Exercise directions | From the line that contains "Target: woman's leg" to the final line of the entries below, write out every line exactly as it appears, and nothing else.

Source information |
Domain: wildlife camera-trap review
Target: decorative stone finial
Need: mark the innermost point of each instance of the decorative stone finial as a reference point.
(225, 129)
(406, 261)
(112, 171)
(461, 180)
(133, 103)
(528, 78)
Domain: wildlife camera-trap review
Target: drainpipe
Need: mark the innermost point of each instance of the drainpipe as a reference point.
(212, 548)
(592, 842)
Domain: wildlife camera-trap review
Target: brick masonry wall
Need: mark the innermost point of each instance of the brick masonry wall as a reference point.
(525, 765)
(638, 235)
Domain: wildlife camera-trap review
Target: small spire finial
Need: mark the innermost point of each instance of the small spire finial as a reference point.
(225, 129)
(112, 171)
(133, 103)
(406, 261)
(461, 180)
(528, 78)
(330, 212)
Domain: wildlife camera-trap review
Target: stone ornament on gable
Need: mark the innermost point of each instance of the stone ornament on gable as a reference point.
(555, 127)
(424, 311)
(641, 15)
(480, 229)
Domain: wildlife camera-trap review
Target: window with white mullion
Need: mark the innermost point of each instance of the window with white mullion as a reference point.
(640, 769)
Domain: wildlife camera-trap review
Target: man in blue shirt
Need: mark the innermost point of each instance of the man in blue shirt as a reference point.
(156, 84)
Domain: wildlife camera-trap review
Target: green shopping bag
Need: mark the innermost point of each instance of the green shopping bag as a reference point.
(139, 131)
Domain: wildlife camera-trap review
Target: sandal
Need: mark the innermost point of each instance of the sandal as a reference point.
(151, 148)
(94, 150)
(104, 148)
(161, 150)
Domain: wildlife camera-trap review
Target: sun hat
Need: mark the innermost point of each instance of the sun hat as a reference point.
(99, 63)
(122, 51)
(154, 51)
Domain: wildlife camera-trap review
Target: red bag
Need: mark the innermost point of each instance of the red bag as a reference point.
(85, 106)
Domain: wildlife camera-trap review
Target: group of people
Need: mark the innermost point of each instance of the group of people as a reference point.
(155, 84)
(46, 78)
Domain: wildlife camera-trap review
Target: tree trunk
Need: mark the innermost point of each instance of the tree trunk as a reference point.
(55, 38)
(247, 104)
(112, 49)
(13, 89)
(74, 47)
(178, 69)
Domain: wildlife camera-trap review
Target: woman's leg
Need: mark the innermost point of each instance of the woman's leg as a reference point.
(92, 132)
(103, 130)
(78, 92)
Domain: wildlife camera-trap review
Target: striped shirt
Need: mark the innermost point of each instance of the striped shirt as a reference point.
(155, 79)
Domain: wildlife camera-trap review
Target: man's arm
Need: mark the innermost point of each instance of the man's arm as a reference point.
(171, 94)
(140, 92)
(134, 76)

Answer space |
Target: woman's leg
Need: mark the innermost point of each instance of the woman's leg as a reference point.
(92, 132)
(103, 130)
(78, 92)
Domain: wildlife camera-trap review
Target: striped shirt
Need: mark the innermost point of each instance of the striped shirt as a reference point.
(155, 79)
Domain: wildlife camera-trap review
Target: man's arm
Need: mark the innermost point of each instance of the man's arm as a reference point.
(171, 94)
(140, 92)
(134, 76)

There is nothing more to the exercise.